----- Material -----

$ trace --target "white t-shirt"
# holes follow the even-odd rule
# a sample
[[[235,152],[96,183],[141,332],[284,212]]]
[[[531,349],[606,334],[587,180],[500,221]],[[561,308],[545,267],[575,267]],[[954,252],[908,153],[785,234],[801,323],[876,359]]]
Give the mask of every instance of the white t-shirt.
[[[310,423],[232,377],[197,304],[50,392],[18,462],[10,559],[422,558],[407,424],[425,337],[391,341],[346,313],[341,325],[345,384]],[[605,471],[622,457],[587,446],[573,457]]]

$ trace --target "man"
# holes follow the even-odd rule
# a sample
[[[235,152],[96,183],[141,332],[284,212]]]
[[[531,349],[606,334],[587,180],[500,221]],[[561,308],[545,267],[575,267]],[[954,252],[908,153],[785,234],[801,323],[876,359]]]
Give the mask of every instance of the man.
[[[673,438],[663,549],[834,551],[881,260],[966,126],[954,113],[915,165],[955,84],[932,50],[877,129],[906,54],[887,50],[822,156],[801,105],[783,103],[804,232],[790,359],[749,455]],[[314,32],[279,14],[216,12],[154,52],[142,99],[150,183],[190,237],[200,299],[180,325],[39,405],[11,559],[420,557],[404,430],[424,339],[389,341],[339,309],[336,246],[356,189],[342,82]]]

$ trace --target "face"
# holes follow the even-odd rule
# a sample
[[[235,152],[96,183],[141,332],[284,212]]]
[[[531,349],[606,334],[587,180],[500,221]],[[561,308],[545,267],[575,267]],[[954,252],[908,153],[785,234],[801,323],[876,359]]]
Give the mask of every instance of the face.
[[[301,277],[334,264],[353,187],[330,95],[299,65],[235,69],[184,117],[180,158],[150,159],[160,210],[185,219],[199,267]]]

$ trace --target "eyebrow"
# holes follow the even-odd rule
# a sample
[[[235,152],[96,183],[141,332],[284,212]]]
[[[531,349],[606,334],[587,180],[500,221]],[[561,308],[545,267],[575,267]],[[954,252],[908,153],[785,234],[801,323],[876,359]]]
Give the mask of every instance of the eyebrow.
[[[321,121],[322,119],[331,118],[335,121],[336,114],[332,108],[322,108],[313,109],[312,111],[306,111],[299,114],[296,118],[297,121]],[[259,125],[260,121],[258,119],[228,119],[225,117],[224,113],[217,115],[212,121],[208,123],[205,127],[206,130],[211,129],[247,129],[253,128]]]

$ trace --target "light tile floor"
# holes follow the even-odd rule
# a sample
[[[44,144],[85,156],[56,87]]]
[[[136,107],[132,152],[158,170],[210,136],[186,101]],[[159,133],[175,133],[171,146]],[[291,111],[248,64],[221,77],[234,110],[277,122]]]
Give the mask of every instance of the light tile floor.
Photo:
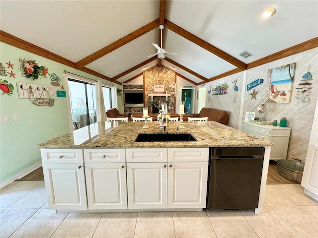
[[[318,202],[299,184],[267,185],[262,214],[251,210],[59,213],[48,209],[43,181],[0,191],[0,237],[318,237]]]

-----

List each line of the records above that contains the string "light". Case counts.

$ trace --target "light tile floor"
Give the mask of every instance of the light tile floor.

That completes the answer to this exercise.